# Условия задания
(1) Какую газету распространяли коммунисты, согласно фрагменту о политической системе Израиля?
(2) Определите, согласуются ли с фрагментом о политической системе Израиля следующие утверждения: (a) правящая партия контролировала прессу; (b) либералы издавали газету «Ха-бокер»; (c) вопросы, по которым находили компромисс, как правило, окончательно решались. Для каждого ответьте «да» или «нет» и приведите решающие слова фрагмента.
(3) Изложите фрагмент о политической системе Израиля в двух предложениях.

Вот еще особенность политической системы обеих стран: при наличии сильных руководителей,  авторитаристов (в той и другой стране), наиболее важные вопросы внутренней политики решались – как правило – через компромиссные переговоры конфликтующих сторон. При господствующем положении, например, Рабочей партии в Кнессете, в силовых органах, в местных органах власти, - главные вопросы (о статусе религии, о создании единой системы образования, о путях формирования конституционного законодательства и т. д.) решались всеми партиями вместе. Регулярно проводились выборы, властно работала сильная судебная власть... Бен-Гурион много раз объявлял, что главным принципом его политики остается сохранение единства еврейского народа! (Хотя  честно признать, компромисс он обычно находил, это правда, но в большинстве казусов обсуждаемые вопросы вовсе не решались, а как бы «замораживались», и споры вокруг них продолжались  десятилетиями.)

Еще одна важная особенность режима, установленного Бен-Гурионом:  средства массовой информации  принадлежали в Израиле разным партиям. Оппозиционные группы пытались достичь политических целей, не выходя за рамки существующей системы, ибо у них всегда оставалась возможность выложиться, обращаясь непосредственно к массам.  В Израиле не существовало контроля правящей партии над прессой, над СМИ: даже в годы абсолютного политического авторитета Бен-Гуриона газеты политических противников и конкурентов расходились по всей стране. «Ревизионисты», например, выпускали  «Ха-машкиф» (Наблюдатель», впоследствии – «Херут», то есть «Свободу»), либералы (партия Общих сионистов) издавали «Ха-бокер» («Утро»), левосоциалистические партии - газеты «Ла-мерхав» и «Аль Ха-мишмар», коммунисты распространяли «Коль Ха-ам» («Голос народа»).  Коалиционные соглашения, заключаемые после выборов между партиями, входившими в правительство, определяли повестку Кнессета, причем отдельные законы буквально «навязывались» правительству – навязывались меньшинством  большинству!  Бен-Гурион, при всей авторитарности его характера,  сознавал: демократия не есть подчинение меньшинства большинству, демократия, в первую очередь, защита прав меньшинства.  А когда об этом забывал (бывали в его жизни и такие эпизоды), ему неукоснительно напоминали про это правило члены его же партии – он либо сдавался, либо терпел поражение.

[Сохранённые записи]

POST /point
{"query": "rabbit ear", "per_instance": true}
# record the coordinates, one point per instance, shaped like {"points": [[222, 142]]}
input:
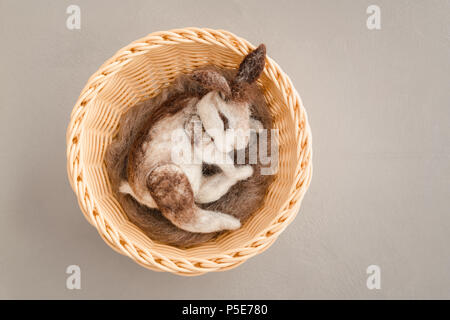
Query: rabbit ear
{"points": [[252, 65], [212, 80]]}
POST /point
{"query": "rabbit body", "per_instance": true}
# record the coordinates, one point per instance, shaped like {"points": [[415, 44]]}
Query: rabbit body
{"points": [[174, 201]]}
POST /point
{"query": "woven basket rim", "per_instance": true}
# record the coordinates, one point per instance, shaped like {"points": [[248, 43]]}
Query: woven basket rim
{"points": [[155, 260]]}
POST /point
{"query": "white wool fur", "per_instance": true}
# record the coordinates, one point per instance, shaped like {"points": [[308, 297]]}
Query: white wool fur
{"points": [[214, 145]]}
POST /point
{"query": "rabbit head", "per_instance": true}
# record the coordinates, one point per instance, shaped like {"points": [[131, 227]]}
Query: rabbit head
{"points": [[225, 109]]}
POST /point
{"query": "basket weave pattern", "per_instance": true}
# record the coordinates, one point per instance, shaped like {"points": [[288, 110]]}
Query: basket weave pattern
{"points": [[139, 71]]}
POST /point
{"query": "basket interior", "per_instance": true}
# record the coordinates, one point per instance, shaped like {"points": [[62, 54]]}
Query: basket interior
{"points": [[144, 77]]}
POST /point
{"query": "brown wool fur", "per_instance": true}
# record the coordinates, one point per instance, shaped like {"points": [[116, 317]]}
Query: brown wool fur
{"points": [[241, 200]]}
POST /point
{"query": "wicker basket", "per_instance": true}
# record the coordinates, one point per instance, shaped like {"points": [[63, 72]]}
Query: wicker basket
{"points": [[138, 72]]}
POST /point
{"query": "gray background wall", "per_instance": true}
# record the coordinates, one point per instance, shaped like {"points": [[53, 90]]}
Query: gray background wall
{"points": [[378, 104]]}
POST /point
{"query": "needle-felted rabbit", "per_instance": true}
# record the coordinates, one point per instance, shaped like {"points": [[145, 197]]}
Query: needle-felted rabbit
{"points": [[181, 203]]}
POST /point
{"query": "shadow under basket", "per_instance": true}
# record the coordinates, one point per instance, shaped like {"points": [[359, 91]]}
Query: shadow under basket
{"points": [[139, 71]]}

# Готовые ответы
(1) Коммунисты распространяли газету «Коль Ха-ам» («Голос народа»).

(2)
(a) Нет: «В Израиле не существовало контроля правящей партии над прессой».
(b) Да: «либералы (партия Общих сионистов) издавали «Ха-бокер» («Утро»)».
(c) Нет: «в большинстве казусов обсуждаемые вопросы вовсе не решались, а как бы «замораживались»».

(3) При сильных руководителях главные вопросы внутренней политики решались всеми партиями вместе через компромиссные переговоры, хотя в большинстве случаев эти вопросы лишь «замораживались» и споры о них шли десятилетиями. Средства массовой информации принадлежали разным партиям, правящая партия прессу не контролировала, а Бен-Гурион сознавал, что демократия — это прежде всего защита прав меньшинства.